--- START ---

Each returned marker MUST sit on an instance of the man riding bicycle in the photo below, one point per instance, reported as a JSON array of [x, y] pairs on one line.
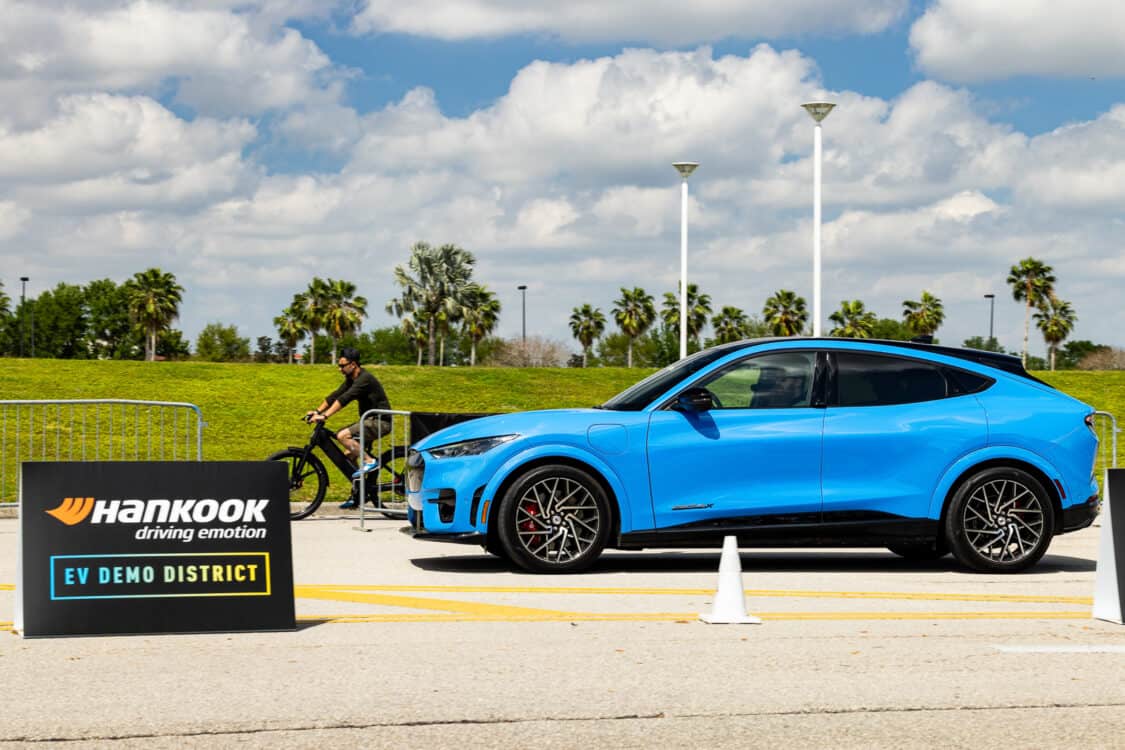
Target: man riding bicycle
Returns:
[[361, 387]]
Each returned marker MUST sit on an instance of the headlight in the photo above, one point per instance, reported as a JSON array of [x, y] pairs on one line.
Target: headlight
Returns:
[[468, 446]]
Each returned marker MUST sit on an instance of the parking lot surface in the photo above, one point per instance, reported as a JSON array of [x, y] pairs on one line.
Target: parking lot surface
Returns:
[[404, 643]]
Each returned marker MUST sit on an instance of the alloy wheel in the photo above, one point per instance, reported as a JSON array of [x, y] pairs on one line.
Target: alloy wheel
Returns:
[[1004, 521], [558, 520]]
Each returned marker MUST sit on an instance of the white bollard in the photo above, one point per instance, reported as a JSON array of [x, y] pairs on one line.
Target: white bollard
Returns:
[[1107, 593], [729, 605]]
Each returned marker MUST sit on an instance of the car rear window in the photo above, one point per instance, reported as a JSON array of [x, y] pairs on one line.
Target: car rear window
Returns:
[[874, 380]]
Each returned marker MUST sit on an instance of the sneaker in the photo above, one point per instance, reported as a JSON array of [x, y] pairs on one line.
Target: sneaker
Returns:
[[367, 468]]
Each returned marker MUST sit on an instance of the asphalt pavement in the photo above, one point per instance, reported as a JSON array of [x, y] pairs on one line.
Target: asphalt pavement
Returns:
[[407, 643]]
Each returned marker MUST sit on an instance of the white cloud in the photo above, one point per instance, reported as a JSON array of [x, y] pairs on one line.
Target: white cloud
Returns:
[[217, 61], [971, 41], [565, 183], [655, 21], [1079, 166]]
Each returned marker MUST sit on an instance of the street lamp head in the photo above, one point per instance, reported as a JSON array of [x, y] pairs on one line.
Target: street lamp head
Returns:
[[685, 169], [818, 109]]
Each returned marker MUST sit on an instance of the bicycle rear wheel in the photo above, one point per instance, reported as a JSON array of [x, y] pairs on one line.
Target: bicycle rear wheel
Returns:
[[308, 481]]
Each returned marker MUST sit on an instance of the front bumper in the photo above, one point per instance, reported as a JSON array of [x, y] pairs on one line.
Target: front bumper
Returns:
[[470, 538], [446, 497]]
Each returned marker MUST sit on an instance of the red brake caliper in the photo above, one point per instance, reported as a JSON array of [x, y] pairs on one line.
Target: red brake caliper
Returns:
[[532, 509]]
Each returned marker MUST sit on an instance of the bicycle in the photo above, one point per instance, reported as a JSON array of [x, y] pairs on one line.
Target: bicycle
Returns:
[[308, 479]]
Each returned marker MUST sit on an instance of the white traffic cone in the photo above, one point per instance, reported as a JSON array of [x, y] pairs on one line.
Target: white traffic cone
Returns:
[[729, 605]]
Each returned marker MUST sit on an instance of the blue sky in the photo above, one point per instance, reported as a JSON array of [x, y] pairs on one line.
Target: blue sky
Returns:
[[249, 145]]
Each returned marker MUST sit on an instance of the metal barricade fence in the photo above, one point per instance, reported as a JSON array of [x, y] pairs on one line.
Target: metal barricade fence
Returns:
[[95, 430], [1107, 423], [393, 439]]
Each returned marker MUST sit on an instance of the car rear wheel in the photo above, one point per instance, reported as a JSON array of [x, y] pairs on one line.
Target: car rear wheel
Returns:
[[554, 518], [1000, 521]]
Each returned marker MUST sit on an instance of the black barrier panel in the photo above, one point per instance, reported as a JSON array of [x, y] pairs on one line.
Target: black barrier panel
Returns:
[[154, 548], [425, 423]]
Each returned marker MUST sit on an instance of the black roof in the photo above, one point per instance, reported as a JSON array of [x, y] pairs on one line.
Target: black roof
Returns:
[[1006, 362]]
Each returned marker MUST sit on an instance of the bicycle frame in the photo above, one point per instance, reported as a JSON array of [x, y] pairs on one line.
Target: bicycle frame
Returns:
[[325, 440]]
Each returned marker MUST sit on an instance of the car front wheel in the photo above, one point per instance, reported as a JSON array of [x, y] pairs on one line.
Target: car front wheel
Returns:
[[1000, 521], [554, 518]]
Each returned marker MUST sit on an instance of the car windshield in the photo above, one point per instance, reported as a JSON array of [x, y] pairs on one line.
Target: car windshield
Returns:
[[639, 396]]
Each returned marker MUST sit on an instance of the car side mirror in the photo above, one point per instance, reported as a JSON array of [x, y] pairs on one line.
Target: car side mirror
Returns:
[[694, 399]]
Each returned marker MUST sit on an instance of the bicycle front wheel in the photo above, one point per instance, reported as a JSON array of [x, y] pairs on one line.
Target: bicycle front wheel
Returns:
[[308, 481]]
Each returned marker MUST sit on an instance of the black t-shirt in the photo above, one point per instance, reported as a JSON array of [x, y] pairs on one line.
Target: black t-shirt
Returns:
[[363, 389]]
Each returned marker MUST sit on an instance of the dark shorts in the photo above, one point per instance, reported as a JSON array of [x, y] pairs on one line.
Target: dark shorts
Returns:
[[374, 427]]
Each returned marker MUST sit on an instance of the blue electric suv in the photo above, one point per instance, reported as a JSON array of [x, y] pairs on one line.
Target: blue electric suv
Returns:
[[797, 442]]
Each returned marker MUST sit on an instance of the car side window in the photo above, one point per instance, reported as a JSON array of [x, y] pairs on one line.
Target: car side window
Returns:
[[770, 381], [875, 380]]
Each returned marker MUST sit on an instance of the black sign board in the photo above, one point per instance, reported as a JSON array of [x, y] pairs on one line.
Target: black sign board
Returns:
[[169, 547]]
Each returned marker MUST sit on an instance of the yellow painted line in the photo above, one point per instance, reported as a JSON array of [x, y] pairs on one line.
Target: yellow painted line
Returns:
[[478, 608], [708, 592], [685, 617]]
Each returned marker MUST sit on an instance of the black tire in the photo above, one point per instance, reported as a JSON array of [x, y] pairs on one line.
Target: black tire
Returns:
[[920, 551], [1000, 521], [540, 534], [308, 481]]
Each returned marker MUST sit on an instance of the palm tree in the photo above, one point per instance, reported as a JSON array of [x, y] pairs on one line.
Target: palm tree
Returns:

--- END ---

## Stated problem
Scale every coordinate in the answers by 0.95, rounding to whole numbers with halves going up, and rewrite the material above in full, requests included, starting at the line containing "the black tire" and ending at the last line of the material.

## Task result
Each returned marker MUST sit on an instance of the black tire in the photo above, one point per instance, reported as a JSON array of [x, y] pairs on one line.
Target: black tire
Returns:
[[874, 523], [950, 495], [513, 507], [293, 457]]
Each returned marker MUST sit on an instance of the palm tree in the photo above, one point per instance, reported as a JSON array of [x, y] pairs on one line.
Target: palm tree
Returns:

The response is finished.